> Extracted material:
.....

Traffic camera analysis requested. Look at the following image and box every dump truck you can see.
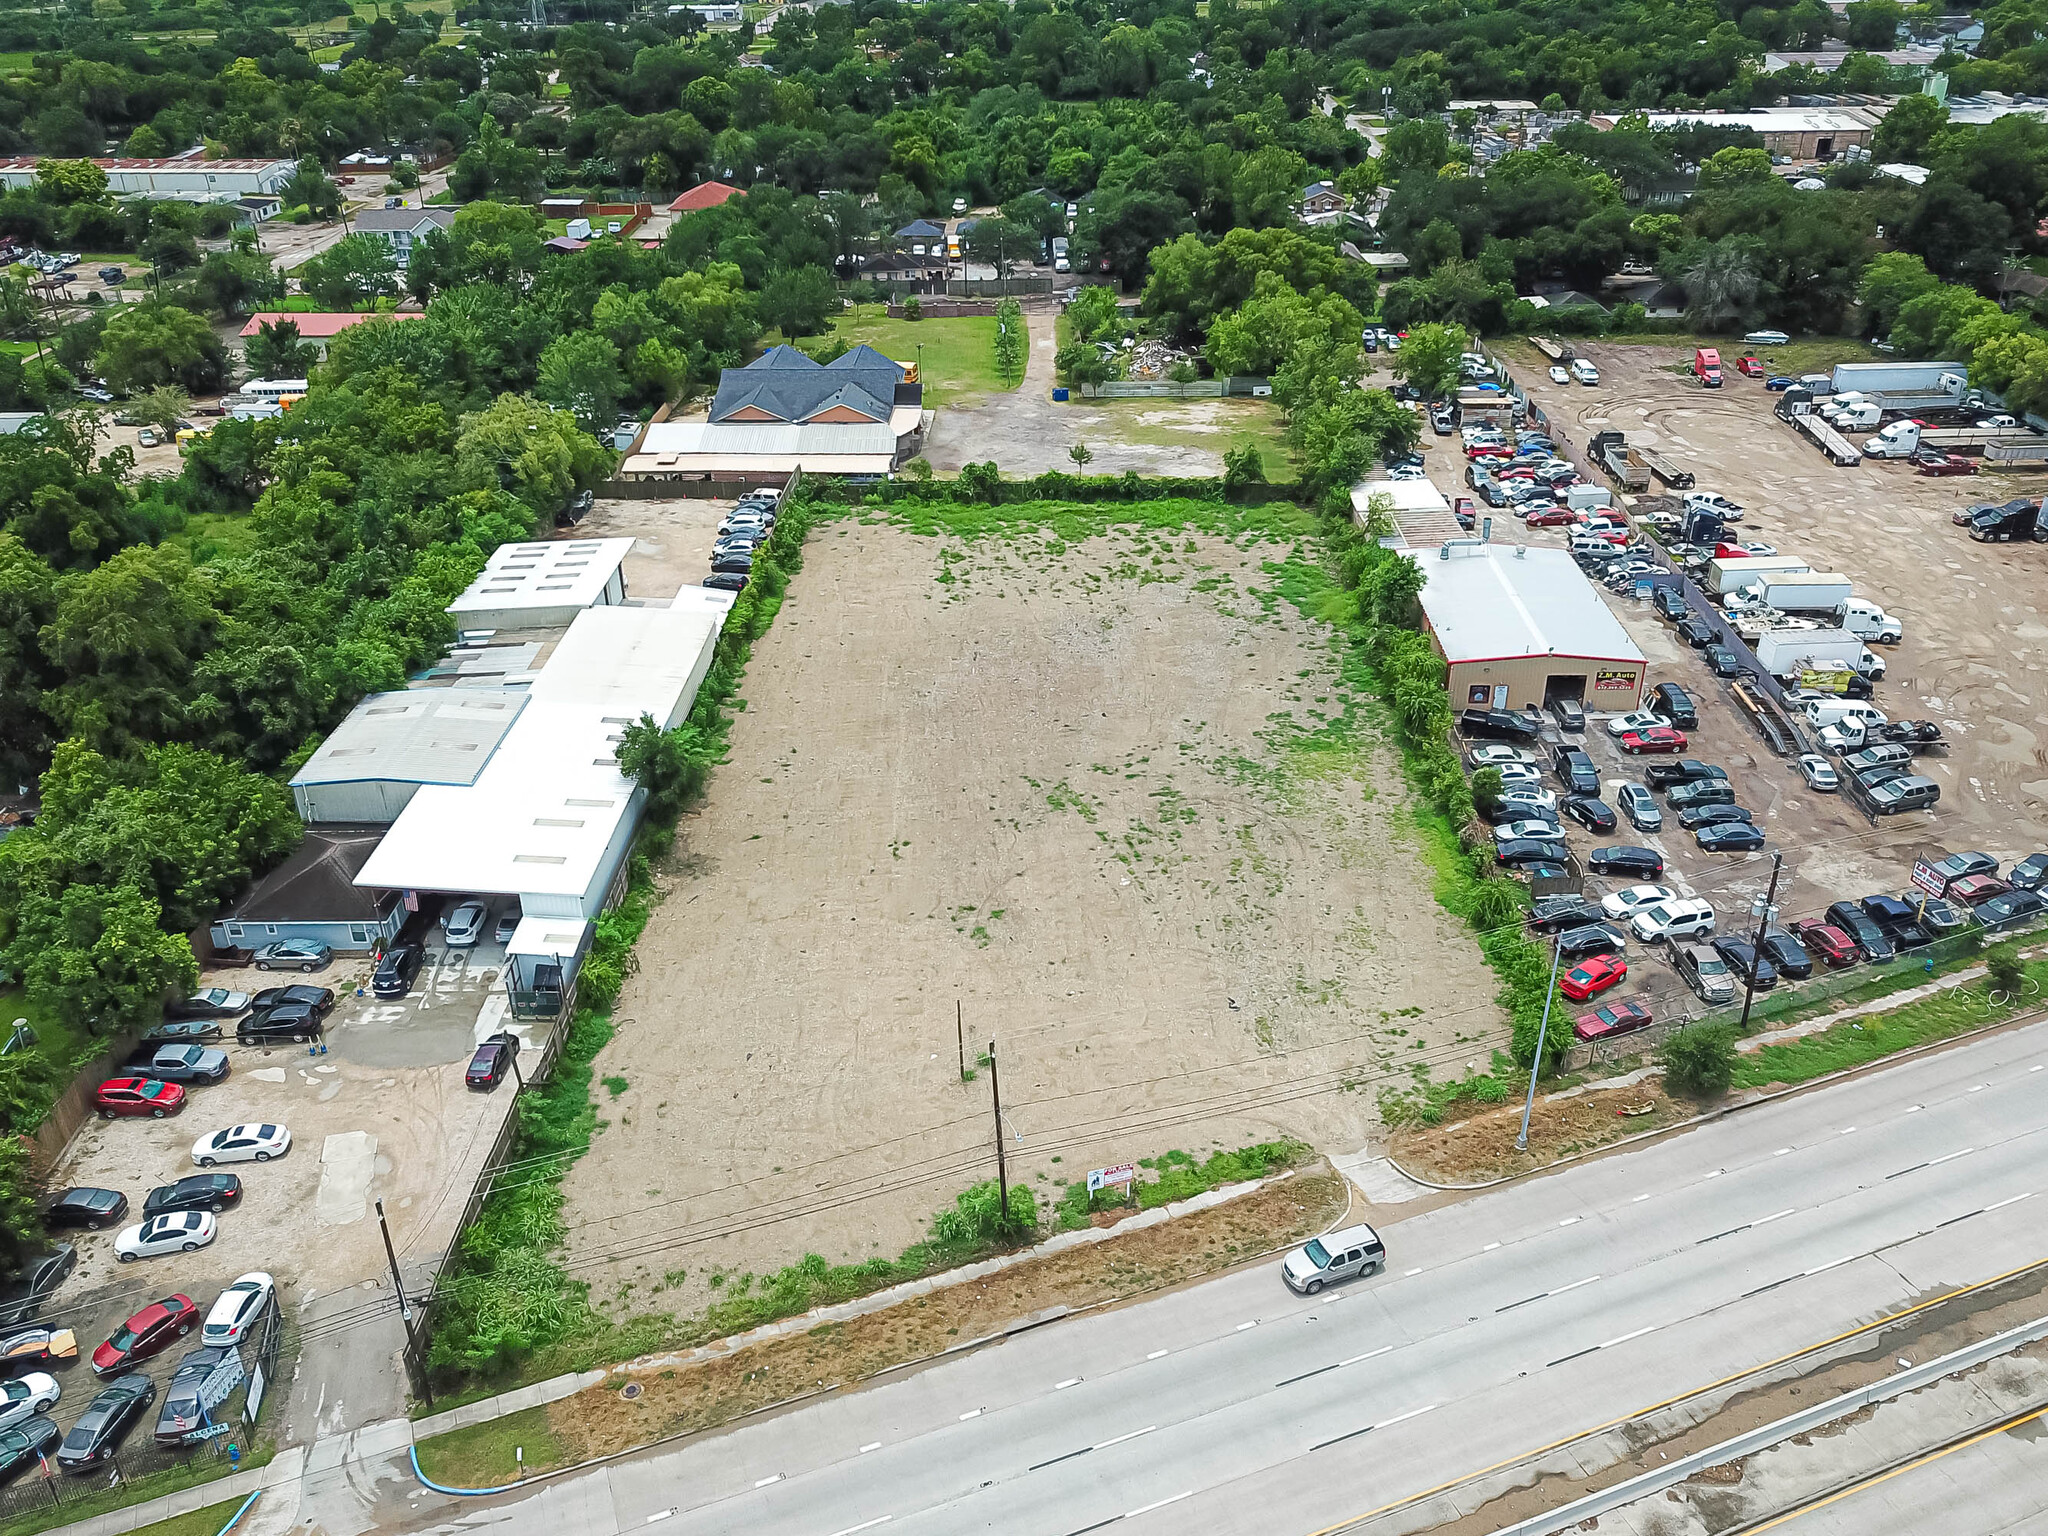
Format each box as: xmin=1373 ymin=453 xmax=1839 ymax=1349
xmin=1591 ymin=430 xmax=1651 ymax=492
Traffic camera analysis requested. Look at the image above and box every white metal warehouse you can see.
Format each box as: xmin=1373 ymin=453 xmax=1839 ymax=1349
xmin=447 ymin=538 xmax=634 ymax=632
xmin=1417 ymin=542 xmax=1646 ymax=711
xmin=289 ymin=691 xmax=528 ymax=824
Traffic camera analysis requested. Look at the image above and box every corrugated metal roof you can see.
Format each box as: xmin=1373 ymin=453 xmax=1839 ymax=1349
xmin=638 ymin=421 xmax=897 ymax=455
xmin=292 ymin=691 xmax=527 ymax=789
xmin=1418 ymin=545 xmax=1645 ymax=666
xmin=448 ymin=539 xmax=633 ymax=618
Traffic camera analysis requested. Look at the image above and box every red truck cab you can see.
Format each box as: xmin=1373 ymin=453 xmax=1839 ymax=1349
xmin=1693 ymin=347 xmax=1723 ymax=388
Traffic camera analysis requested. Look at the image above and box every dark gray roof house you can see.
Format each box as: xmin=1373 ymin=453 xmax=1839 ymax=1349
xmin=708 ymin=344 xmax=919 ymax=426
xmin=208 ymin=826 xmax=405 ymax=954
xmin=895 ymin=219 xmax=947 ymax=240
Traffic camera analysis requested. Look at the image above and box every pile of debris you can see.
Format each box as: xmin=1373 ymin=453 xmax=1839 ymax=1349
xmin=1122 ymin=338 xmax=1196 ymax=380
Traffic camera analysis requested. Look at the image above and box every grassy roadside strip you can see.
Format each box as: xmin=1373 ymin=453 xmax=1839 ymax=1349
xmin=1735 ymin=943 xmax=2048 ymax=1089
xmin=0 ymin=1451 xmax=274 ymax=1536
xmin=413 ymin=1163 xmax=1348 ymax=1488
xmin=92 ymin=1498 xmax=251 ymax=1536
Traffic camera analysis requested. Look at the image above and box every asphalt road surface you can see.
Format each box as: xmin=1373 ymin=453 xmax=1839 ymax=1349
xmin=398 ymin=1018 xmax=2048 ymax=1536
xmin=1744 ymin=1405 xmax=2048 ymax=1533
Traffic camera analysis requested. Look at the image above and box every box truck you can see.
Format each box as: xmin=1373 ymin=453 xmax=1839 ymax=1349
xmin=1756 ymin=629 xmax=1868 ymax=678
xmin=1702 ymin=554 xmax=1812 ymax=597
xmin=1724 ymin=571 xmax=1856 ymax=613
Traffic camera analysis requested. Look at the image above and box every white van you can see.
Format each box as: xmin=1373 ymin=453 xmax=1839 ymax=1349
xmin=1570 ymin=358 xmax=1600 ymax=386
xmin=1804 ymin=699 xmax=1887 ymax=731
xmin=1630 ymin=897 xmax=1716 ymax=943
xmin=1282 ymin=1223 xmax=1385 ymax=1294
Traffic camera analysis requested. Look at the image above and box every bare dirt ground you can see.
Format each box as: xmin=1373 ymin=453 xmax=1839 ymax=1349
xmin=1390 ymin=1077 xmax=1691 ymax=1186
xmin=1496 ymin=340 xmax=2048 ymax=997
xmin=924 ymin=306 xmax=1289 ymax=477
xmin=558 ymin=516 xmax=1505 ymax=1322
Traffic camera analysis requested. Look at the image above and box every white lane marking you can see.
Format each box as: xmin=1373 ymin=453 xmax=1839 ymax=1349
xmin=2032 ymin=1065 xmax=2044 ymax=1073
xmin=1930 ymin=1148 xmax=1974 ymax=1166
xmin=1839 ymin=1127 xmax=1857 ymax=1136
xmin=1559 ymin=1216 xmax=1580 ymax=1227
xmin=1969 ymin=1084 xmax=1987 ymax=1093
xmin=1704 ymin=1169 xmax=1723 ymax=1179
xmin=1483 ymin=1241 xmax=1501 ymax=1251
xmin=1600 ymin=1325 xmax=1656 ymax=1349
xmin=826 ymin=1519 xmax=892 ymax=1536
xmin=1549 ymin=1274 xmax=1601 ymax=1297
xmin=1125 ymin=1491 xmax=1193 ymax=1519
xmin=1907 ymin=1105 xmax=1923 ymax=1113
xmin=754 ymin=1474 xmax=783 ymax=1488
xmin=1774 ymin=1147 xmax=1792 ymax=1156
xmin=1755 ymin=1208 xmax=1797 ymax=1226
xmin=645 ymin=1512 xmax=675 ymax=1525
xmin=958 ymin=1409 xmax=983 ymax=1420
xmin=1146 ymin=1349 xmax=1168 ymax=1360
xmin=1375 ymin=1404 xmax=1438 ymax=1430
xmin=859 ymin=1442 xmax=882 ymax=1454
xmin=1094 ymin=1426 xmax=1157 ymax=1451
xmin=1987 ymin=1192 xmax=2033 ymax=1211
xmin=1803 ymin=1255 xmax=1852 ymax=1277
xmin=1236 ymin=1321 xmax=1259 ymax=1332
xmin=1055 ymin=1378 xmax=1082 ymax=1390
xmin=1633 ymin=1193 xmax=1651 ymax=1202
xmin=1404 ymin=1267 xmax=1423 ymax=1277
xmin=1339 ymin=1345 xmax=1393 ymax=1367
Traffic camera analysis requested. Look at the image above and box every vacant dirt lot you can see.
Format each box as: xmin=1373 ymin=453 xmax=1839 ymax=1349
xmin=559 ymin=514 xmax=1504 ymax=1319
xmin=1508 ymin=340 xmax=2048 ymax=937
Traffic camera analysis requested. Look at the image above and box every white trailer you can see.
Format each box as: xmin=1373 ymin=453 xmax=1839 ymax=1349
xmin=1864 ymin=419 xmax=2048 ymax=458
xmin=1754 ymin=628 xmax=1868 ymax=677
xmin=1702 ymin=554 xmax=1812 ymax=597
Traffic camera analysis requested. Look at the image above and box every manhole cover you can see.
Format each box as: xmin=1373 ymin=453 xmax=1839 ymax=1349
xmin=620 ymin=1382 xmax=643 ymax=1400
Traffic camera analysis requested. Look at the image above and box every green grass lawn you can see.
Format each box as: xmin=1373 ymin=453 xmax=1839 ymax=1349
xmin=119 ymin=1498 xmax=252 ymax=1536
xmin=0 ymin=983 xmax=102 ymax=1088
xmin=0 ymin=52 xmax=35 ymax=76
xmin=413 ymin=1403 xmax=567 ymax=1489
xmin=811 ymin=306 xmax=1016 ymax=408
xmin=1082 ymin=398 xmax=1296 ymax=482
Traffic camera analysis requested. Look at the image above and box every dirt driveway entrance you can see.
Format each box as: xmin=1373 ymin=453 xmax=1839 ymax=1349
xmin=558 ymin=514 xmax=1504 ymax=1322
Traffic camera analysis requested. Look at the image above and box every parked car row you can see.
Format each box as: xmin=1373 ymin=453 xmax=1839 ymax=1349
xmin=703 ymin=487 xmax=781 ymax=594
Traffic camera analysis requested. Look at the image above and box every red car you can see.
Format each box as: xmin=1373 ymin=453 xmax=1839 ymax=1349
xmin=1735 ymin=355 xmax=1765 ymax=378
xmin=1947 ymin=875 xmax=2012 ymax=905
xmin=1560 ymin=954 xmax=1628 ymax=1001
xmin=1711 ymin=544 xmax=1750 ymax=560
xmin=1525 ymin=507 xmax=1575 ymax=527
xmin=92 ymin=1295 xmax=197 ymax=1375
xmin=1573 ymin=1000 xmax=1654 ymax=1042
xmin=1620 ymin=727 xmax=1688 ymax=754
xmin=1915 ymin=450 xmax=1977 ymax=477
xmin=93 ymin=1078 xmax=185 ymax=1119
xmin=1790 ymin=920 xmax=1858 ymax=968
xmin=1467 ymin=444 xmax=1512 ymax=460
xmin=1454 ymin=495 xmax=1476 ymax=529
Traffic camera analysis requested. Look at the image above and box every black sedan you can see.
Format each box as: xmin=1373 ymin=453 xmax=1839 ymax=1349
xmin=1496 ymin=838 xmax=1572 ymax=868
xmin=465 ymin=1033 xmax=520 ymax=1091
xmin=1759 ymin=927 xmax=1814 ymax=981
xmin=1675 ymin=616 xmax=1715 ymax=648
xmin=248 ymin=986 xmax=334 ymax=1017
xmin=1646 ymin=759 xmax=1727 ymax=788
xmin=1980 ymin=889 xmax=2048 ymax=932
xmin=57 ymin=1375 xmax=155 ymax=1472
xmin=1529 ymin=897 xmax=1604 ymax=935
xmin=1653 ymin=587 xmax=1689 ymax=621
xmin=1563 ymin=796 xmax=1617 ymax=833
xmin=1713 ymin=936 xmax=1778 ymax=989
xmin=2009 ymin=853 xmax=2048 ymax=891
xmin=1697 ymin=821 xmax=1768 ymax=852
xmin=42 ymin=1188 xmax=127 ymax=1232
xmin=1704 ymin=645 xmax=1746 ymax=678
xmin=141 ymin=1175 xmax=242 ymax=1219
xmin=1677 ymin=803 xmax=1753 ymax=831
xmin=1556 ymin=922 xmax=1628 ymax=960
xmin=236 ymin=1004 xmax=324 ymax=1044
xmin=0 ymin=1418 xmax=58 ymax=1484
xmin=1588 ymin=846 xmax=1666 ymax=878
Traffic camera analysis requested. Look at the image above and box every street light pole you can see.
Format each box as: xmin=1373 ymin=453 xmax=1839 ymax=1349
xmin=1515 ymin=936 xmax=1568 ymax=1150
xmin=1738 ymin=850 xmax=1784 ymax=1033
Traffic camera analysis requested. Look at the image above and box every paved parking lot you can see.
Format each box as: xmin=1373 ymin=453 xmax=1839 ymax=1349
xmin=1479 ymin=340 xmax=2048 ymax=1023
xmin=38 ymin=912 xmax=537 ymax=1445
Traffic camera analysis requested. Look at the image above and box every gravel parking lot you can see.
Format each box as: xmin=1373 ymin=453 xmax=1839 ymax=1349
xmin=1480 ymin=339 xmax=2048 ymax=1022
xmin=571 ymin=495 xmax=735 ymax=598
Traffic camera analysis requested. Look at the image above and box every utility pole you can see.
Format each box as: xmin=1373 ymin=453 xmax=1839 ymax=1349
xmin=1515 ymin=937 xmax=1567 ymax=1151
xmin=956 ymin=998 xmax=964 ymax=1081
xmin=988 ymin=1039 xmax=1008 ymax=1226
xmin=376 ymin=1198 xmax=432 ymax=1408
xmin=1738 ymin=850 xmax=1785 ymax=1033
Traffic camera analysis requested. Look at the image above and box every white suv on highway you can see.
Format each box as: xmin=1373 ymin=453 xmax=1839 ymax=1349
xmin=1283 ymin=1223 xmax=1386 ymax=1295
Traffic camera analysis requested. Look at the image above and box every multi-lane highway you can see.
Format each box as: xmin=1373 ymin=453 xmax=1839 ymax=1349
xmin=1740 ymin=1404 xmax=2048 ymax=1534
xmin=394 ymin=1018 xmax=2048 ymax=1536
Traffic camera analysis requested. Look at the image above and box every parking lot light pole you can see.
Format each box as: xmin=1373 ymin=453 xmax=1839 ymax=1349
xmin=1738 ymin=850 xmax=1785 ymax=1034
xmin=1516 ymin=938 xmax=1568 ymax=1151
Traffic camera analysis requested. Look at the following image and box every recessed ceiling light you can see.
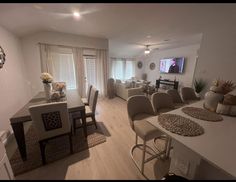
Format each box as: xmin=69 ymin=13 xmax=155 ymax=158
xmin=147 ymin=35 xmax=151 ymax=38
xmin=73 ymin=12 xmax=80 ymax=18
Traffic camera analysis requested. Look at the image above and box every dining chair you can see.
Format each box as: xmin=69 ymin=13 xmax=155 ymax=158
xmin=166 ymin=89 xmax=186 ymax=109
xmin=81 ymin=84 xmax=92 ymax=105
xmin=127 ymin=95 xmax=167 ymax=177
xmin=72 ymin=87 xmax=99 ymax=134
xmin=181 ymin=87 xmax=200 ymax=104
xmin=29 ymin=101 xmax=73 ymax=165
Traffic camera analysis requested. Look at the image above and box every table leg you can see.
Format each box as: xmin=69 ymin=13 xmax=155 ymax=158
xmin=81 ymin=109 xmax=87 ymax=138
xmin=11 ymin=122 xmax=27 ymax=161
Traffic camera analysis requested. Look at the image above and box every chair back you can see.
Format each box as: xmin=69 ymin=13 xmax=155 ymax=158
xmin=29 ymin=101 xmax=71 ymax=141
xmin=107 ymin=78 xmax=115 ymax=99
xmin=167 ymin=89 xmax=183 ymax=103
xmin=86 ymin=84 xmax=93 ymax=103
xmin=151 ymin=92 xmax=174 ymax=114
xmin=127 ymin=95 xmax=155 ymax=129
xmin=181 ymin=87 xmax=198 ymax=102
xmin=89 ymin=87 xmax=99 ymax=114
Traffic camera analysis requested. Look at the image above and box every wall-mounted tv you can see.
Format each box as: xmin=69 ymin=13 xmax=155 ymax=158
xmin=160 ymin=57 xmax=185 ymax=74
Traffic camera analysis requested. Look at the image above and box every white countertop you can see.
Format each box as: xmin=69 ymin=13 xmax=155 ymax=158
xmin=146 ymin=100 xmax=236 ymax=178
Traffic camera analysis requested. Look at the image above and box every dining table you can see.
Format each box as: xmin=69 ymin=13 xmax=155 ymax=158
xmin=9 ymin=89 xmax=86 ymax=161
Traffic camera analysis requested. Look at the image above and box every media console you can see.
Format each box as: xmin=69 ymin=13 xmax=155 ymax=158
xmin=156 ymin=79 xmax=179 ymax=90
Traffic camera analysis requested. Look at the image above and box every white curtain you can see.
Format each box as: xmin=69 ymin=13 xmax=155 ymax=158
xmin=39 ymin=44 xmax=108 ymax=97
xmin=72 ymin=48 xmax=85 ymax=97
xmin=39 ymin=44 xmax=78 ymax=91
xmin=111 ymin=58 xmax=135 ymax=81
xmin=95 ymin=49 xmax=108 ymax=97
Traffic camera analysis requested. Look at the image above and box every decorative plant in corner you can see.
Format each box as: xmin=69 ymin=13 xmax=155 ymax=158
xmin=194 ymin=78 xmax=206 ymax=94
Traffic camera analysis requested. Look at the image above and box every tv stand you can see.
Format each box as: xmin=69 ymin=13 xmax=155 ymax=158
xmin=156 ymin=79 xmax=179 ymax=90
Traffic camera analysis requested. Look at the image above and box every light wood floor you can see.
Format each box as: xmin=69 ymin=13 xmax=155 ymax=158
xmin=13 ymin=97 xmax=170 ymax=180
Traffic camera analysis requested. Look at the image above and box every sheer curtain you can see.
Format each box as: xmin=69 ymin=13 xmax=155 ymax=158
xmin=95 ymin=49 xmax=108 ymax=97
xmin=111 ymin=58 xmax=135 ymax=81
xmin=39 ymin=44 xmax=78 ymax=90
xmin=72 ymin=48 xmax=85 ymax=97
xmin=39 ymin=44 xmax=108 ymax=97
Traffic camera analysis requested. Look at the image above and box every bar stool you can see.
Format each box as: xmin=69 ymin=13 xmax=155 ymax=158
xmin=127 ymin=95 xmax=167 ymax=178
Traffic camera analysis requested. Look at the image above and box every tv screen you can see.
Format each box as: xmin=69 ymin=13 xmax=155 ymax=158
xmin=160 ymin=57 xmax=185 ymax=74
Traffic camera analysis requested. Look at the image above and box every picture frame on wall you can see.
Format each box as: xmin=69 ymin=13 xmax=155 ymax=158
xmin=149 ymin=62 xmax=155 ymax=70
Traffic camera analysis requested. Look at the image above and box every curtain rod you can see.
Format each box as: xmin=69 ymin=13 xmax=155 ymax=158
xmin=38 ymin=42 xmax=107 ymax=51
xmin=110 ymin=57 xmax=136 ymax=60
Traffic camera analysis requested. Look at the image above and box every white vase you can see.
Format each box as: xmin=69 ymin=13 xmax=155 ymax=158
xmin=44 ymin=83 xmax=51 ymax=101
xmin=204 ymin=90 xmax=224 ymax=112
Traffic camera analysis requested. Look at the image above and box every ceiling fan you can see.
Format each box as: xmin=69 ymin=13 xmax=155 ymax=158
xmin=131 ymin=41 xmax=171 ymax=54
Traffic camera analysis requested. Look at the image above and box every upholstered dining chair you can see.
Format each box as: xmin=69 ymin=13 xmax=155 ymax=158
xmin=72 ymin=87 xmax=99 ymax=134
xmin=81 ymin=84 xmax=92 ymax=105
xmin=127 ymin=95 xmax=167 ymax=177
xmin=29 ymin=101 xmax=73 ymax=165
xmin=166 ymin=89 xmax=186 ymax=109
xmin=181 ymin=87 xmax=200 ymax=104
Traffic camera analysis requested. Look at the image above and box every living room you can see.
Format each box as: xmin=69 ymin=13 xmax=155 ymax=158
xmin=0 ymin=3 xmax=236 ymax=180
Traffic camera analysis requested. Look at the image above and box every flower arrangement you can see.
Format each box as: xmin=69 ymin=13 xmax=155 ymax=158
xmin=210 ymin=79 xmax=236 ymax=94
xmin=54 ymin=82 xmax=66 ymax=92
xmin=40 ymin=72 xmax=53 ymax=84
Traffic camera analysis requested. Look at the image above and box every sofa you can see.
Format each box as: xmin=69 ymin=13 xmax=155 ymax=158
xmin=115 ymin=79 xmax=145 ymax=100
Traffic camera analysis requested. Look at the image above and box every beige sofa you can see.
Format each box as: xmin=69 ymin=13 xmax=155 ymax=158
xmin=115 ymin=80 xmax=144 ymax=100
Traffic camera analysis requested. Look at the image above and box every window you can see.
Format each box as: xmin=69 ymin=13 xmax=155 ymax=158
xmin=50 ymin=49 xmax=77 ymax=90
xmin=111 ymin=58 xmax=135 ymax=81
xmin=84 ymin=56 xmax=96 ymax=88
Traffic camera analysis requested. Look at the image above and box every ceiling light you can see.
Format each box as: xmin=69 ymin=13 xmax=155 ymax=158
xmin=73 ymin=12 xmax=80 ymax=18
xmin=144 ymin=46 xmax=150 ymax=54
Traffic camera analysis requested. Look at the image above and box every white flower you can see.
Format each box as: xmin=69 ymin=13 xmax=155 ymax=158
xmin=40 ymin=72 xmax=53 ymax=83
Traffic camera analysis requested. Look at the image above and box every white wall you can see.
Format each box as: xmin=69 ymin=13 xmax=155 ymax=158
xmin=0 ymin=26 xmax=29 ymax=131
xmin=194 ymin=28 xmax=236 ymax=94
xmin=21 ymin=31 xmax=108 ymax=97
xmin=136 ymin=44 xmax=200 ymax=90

.....

> Task brief: Output, unchanged, the lines from the line with "room you can see." through the final line of the material.

> Task response:
Traffic camera analysis requested. Look at the image above and box every living room you can see.
Format each box as: xmin=69 ymin=13 xmax=155 ymax=158
xmin=0 ymin=3 xmax=236 ymax=180
Traffic camera analysis requested. Look at the image above and box every flower arrangement you can see.
Format each box as: xmin=69 ymin=13 xmax=155 ymax=158
xmin=210 ymin=79 xmax=236 ymax=94
xmin=54 ymin=82 xmax=66 ymax=92
xmin=40 ymin=72 xmax=53 ymax=84
Traffic camera analysis requested. Look at the image above and box every sofa you can see.
Format each box as: xmin=69 ymin=13 xmax=155 ymax=158
xmin=115 ymin=79 xmax=145 ymax=100
Traffic camera analysis requested. Look at the image above and box every beige sofa you can see.
Format each box as: xmin=69 ymin=13 xmax=155 ymax=158
xmin=115 ymin=80 xmax=144 ymax=100
Traffic camera analysis requested. Look at the image above and box every window you can see.
Format each box as: xmin=69 ymin=13 xmax=155 ymax=158
xmin=50 ymin=49 xmax=77 ymax=90
xmin=111 ymin=58 xmax=135 ymax=81
xmin=84 ymin=56 xmax=96 ymax=88
Traffic camera analysis requested. Look at the image above and box every ceiling light you can see.
Format each box as: xmin=69 ymin=13 xmax=155 ymax=158
xmin=73 ymin=12 xmax=80 ymax=18
xmin=144 ymin=46 xmax=150 ymax=54
Traffic camera analysis requested. Look at the image above and box every white flower you can see.
Format each box as: xmin=69 ymin=13 xmax=155 ymax=158
xmin=40 ymin=72 xmax=53 ymax=83
Traffic camera analysis requested. Look at the image above and box every white wall you can see.
Format each box as: xmin=69 ymin=13 xmax=155 ymax=158
xmin=0 ymin=26 xmax=29 ymax=131
xmin=194 ymin=28 xmax=236 ymax=94
xmin=21 ymin=31 xmax=108 ymax=97
xmin=136 ymin=44 xmax=200 ymax=90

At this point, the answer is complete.